Required action 1:
In the fishing forum thread, list every place the first poster says they will be during the next 10 days.
Required action 2:
Reproduce the part of the fishing forum thread that runs from "hit me up 3058041331." up to and including "Pembroke Pines area.".

Selected excerpt:
========================
# Oysterbreath tour of south Florida



## oysterbreath (Jan 13, 2009)

As luck would have it, my place of employment is sending me out to a few sites over the course of the next 10 days. I will be VERY busy from 7am to 6pm most days but I will be on the prowl for a quick soaking of the ol fly rod! I WANT to catch peacock, snakehead, and maybe snook! I'll be in Pembroke Pines, Doral, Miami (33194 zip area), Florida City (33034), Big Pine, Immokalee, Ft Myers, Punta Gorda, and a few other inland spots. I'll only have a couple hours to play at each of these locations but play I will. If anyone is willing to "shout-out" a few easy to access "right off the road-fly rod accessible" spots to hit I would greatly appreciate it. Thanks


----------



## paint it black (Nov 3, 2007)

If you're going to be in Miami on Tuesday(tomorrow),Wednesday, or maybe even Thursday, I can probably put you on a bone on fly..... with a good possibility of a snook.

hit me up 3058041331.
I'm planning on going out to the spot myself. 
It's on foot. fishing from 6ish to sundown. 

I can also give you the scoop on some peacock bass up in the Pembroke Pines area.


----------
========================
Provided material:
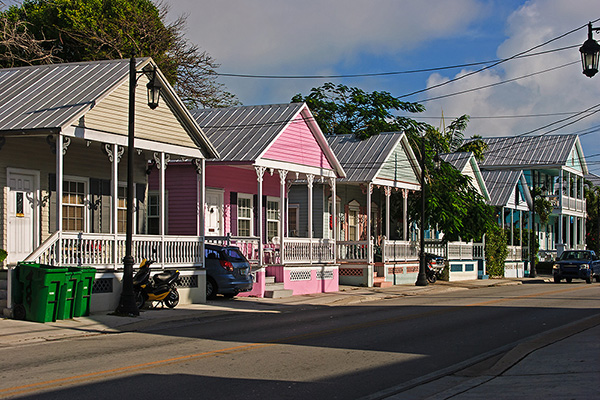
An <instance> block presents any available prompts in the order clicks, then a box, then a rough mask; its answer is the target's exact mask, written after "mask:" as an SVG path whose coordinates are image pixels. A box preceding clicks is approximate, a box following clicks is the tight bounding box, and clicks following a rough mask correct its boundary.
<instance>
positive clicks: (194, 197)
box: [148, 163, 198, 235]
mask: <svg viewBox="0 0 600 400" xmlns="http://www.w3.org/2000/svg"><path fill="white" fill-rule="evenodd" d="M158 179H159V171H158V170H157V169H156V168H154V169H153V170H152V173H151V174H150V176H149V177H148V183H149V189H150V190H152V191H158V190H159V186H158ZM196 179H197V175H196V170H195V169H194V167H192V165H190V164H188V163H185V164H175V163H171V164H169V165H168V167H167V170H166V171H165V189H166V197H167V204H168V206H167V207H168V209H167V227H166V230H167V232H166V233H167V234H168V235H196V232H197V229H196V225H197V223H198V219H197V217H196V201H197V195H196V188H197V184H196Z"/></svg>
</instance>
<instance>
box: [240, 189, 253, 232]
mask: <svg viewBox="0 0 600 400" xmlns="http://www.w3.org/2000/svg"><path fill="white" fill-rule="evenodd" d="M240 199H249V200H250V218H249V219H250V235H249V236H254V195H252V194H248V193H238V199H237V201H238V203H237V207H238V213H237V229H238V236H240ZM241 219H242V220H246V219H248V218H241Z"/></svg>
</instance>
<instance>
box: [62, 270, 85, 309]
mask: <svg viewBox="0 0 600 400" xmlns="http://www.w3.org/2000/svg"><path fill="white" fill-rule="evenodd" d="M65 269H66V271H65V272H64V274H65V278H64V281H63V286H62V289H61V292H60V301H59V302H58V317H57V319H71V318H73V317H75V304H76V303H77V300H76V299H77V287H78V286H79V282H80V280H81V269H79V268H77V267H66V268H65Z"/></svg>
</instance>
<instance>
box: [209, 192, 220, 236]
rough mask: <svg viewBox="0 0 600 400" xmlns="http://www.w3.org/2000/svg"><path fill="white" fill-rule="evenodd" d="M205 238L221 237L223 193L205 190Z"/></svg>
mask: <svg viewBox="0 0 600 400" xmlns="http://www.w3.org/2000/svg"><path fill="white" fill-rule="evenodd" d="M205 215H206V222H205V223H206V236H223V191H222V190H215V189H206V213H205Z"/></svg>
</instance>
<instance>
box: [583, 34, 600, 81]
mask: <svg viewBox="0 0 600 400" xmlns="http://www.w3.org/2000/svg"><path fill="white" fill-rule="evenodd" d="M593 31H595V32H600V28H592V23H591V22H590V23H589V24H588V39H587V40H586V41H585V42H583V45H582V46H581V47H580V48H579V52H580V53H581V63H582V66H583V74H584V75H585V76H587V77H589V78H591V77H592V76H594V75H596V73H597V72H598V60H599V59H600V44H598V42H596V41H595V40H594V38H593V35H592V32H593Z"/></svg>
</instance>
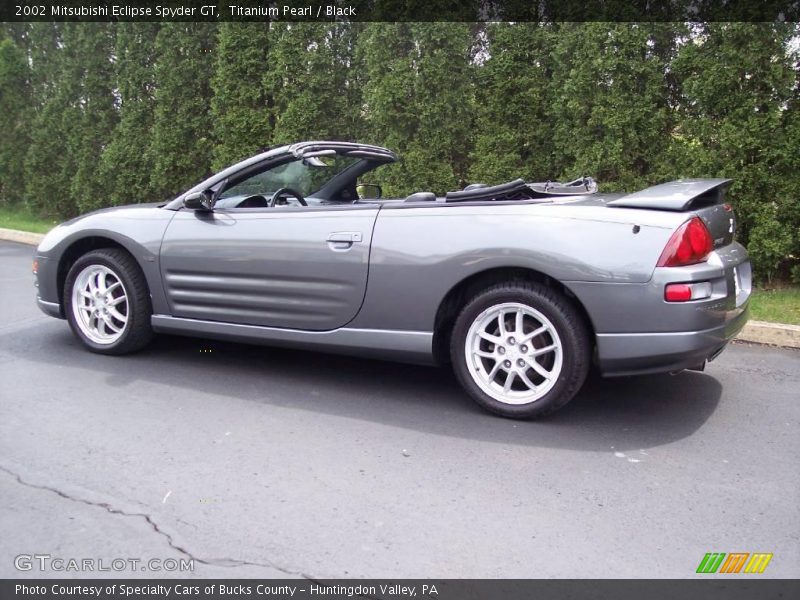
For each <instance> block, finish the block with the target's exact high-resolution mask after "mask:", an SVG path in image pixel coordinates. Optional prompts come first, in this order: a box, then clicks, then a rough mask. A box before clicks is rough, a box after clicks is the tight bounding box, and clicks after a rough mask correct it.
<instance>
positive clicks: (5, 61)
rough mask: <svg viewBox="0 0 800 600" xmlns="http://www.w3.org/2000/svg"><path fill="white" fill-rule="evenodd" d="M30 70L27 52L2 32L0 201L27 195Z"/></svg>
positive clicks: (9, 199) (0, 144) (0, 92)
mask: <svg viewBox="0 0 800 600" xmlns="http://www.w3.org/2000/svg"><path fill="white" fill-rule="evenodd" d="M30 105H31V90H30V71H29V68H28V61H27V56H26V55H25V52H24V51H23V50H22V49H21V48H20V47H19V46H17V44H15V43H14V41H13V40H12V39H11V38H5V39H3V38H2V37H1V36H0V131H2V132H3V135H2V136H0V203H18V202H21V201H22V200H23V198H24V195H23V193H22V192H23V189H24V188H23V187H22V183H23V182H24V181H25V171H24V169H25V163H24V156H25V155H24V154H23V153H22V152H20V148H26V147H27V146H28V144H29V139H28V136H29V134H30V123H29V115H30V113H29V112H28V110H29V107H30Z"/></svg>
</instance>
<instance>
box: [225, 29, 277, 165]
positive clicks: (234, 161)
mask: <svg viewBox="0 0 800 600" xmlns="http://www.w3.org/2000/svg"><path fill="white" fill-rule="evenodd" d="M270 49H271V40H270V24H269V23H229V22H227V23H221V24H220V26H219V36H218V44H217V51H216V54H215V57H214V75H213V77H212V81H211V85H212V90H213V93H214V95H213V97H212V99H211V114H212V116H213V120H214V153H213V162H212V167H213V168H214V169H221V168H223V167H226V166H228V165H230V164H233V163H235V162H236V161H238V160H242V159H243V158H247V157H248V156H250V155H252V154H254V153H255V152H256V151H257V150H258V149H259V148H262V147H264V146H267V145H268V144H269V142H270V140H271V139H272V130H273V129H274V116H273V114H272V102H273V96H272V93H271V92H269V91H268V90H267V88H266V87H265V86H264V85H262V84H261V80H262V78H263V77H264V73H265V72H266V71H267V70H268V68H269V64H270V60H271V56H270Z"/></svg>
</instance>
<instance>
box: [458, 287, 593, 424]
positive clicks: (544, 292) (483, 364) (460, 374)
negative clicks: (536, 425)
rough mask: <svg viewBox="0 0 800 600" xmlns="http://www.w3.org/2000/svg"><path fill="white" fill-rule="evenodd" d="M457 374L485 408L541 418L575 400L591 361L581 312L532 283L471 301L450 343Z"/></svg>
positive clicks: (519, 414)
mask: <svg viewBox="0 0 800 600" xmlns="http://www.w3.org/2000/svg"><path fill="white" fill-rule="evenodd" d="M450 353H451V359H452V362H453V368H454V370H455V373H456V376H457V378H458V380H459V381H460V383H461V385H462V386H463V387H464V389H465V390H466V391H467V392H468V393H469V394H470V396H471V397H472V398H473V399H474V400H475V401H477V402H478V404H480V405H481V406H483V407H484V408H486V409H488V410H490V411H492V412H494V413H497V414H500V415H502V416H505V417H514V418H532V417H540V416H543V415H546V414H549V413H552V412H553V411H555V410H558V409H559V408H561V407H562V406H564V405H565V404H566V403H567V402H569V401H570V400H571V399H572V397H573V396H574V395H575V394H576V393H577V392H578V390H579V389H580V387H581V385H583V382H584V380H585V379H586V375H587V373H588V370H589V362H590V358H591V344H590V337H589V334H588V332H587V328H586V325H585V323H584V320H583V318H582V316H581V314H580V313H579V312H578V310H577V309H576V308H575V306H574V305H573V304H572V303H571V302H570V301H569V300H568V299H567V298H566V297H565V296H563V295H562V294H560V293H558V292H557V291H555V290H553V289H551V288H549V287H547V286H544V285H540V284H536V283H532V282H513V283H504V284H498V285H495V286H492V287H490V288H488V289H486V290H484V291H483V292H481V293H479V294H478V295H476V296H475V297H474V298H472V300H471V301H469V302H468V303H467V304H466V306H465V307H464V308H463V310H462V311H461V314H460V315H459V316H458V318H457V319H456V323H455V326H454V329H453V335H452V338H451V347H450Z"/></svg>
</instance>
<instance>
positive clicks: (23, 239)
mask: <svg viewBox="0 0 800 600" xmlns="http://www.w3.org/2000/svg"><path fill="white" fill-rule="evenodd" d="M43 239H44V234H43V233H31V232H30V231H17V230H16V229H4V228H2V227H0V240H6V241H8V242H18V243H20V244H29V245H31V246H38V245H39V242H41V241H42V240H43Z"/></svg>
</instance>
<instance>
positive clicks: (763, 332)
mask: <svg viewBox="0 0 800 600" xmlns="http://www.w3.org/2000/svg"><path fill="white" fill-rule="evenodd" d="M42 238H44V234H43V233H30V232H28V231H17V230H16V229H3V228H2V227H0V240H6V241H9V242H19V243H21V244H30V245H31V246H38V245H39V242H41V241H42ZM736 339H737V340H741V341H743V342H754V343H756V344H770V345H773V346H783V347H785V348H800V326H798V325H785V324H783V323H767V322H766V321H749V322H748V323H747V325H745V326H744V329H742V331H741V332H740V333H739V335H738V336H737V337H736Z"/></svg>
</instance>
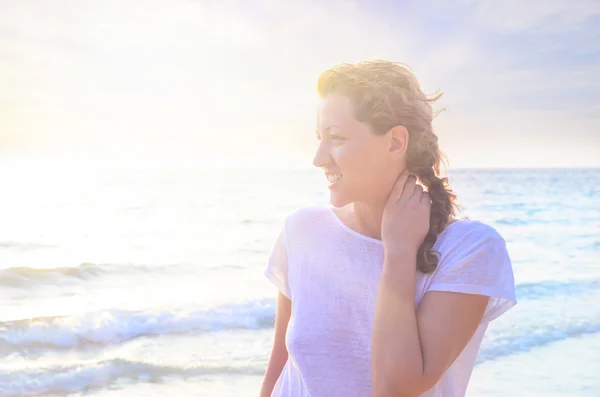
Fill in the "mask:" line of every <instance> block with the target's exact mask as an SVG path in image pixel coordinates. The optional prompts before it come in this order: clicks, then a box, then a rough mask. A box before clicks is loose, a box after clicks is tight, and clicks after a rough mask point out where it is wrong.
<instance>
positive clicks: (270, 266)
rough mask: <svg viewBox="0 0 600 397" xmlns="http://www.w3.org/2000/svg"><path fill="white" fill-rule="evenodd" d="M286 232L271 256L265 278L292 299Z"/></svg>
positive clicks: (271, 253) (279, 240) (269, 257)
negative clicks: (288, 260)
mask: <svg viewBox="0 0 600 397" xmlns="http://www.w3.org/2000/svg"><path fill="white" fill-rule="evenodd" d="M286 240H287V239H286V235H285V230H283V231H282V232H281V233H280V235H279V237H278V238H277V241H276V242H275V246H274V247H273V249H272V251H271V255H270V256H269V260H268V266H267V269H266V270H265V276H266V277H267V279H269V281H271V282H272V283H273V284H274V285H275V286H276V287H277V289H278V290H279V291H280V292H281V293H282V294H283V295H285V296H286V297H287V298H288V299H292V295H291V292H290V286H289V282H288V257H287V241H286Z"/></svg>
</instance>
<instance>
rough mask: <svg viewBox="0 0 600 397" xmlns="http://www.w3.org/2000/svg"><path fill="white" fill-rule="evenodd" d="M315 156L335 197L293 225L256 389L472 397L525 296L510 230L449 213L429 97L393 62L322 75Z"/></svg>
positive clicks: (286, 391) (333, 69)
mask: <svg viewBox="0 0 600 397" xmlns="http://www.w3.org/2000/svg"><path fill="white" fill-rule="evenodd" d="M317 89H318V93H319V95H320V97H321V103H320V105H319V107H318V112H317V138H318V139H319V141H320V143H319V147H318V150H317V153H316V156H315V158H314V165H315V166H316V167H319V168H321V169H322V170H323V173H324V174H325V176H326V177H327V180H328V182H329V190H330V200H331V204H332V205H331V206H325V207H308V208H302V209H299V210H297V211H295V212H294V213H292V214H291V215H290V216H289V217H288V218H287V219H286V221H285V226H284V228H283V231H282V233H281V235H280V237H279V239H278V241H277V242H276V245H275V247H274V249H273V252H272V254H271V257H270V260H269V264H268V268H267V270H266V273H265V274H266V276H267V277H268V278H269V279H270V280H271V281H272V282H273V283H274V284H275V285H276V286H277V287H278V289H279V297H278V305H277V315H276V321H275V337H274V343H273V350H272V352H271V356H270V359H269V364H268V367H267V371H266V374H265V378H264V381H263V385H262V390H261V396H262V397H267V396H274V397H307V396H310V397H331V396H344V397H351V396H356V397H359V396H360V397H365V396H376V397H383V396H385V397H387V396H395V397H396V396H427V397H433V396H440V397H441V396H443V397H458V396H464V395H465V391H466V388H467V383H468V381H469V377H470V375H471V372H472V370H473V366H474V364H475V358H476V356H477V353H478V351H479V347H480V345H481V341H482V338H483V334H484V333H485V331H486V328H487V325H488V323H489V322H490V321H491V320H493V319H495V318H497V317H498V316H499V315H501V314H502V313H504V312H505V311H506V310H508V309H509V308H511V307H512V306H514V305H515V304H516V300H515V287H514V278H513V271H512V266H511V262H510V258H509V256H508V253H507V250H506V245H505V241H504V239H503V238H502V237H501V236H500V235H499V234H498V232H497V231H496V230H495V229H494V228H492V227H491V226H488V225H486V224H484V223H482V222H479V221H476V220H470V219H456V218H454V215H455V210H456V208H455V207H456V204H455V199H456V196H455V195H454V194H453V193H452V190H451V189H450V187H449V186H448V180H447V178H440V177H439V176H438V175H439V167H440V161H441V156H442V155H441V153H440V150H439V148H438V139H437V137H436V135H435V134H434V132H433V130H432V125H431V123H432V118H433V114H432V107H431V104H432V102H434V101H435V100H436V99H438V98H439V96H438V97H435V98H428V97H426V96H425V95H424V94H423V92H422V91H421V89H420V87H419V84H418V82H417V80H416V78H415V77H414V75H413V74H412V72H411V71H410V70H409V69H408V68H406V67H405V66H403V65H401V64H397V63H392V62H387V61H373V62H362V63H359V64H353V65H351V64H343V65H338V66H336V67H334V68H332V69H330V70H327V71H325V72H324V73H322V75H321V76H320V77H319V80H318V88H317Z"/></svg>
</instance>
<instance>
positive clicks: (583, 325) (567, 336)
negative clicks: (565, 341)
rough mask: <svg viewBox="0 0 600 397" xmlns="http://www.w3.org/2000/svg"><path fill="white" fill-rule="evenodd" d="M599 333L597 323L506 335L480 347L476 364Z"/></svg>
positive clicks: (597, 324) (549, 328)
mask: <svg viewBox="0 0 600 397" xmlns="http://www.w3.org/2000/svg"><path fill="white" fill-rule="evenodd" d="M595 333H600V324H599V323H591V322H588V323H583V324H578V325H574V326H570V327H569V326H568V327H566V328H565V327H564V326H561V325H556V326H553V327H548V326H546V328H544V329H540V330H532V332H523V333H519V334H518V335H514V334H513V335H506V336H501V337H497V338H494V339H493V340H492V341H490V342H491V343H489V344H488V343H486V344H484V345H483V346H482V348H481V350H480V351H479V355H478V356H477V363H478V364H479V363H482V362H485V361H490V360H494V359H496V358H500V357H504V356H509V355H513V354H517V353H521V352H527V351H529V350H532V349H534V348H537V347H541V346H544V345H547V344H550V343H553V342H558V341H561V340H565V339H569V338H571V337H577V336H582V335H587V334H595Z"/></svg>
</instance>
========================
Result 1:
- Pembroke Pines
- Doral
- Miami (33194 zip area)
- Florida City (33034)
- Big Pine
- Immokalee
- Ft Myers
- Punta Gorda

Result 2:
hit me up 3058041331.
I'm planning on going out to the spot myself. 
It's on foot. fishing from 6ish to sundown. 

I can also give you the scoop on some peacock bass up in the Pembroke Pines area.